Task:
Reproduce all entries verbatim, with nothing added or dropped.

The records:

'''

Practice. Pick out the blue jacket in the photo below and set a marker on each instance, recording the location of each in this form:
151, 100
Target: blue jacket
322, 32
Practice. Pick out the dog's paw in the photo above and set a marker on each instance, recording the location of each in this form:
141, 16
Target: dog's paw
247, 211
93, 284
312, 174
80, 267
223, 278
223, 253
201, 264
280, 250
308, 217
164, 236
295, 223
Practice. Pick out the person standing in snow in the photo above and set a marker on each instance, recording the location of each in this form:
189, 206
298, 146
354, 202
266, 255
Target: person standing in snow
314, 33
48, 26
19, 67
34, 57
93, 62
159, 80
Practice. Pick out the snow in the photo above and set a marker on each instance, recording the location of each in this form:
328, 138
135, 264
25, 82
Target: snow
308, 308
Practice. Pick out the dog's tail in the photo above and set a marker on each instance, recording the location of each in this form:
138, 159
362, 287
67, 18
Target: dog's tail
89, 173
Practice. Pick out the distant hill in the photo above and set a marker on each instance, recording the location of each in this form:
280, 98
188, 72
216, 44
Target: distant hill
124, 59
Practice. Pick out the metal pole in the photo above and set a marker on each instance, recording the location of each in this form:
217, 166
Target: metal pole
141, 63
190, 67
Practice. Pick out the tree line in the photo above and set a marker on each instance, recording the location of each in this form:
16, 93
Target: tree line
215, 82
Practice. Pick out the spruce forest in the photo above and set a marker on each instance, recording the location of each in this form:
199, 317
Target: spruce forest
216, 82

'''

Response to this exercise:
Practice. Pick out the blue jacket in the photo below and set a marker on each instance, recording the location of each in this form:
151, 100
Target: blue jacket
322, 32
Practice. Pick out the dog's paw in the photo above and set a marker on each instance, recording the location of each in this form:
141, 16
Target: dog's paw
247, 211
93, 284
312, 174
80, 267
223, 278
223, 253
201, 264
280, 250
308, 217
164, 236
295, 223
Practice. Pick out the person standing in snow in the photo above and set a marker on each instance, recording the location of each in this form:
189, 206
298, 146
354, 202
266, 255
Target: person standing in snow
314, 33
48, 26
19, 67
34, 57
93, 62
159, 80
Practice. Pick out the snow in the photo above and set a marker on each instance, recording the location of each in this form:
328, 138
135, 264
25, 82
Target: snow
308, 308
Practice. Pick out the dog's tail in the photo above and set a marker on each instance, recording the location of each in this form:
138, 159
362, 287
67, 18
Target: dog's tail
89, 173
Practice. Pick out the distant hill in the photo above and set a marker on each instance, recording the location of each in this form:
280, 98
188, 72
216, 44
Target: distant hill
124, 59
Practice. Pick out the metal pole in the photo above and set a marker on each instance, recording the location of each in this form:
217, 166
Target: metal pole
141, 63
190, 67
Practice. Pick out the tree line in the photo above and set a marker on each instance, recording the location of each in this form:
16, 93
Target: tree line
215, 82
Practice. Pick out the spruce forest in the photo above and set a marker on each instance, recording the location of each in this form:
199, 317
Target: spruce forest
216, 82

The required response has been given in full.